* start PROVIDED TEXT *
# Cleaned notebook of functions and classes used in the corona project

## Webscraping

### GISAID data

In [None]:
from selenium.webdriver.common.by import By
from selenium.webdriver.common.keys import Keys
from selenium.webdriver.common.action_chains import ActionChains
from selenium import webdriver
import time
import numpy as np
import pandas as pd
import clipboard

def download_gisaid_files(files: list[str], user: str, password: str) -> None:
    '''
    Downloads all the sequences in the list given to the function. 
    '''
    
    clipped = ' '.join(files)
    clipboard.copy(clipped)
    
    driver = webdriver.Chrome()
    driver.get('https://www.epicov.org/epi3/frontend#df91e')
    time.sleep(4)
    
    username = driver.find_element(By.NAME, 'login')
    username.send_keys(user)
    passw = driver.find_element(By.NAME, 'password')
    passw.send_keys(password)
    login_button = driver.find_element(By.CLASS_NAME, 'form_button_submit')
    login_button.click()
    time.sleep(4)

    search = driver.find_element(By.XPATH, '/html/body/form/div[5]/div/div[2]/div/div[1]/div/div/div[3]')
* end PROVIDED TEXT *
* start COLLECTED MATERIAL *
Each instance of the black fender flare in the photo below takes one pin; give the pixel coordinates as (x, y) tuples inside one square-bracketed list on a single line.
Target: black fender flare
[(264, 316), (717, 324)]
* end COLLECTED MATERIAL *
### TASK LIST
1. How would you put the notebook's sentence "Downloads all the sequences in the list given to the function." into Spanish?
2. Can you duplicate everything in the notebook from "clipped = '" down to "passw.send_keys(password)" without any changes?
This material comes from a different source than the notebook.

### SET OF ANSWERS
1. Descarga todas las secuencias de la lista que se le pasa a la función.

2.
clipped = ' '.join(files)
    clipboard.copy(clipped)
    
    driver = webdriver.Chrome()
    driver.get('https://www.epicov.org/epi3/frontend#df91e')
    time.sleep(4)
    
    username = driver.find_element(By.NAME, 'login')
    username.send_keys(user)
    passw = driver.find_element(By.NAME, 'password')
    passw.send_keys(password)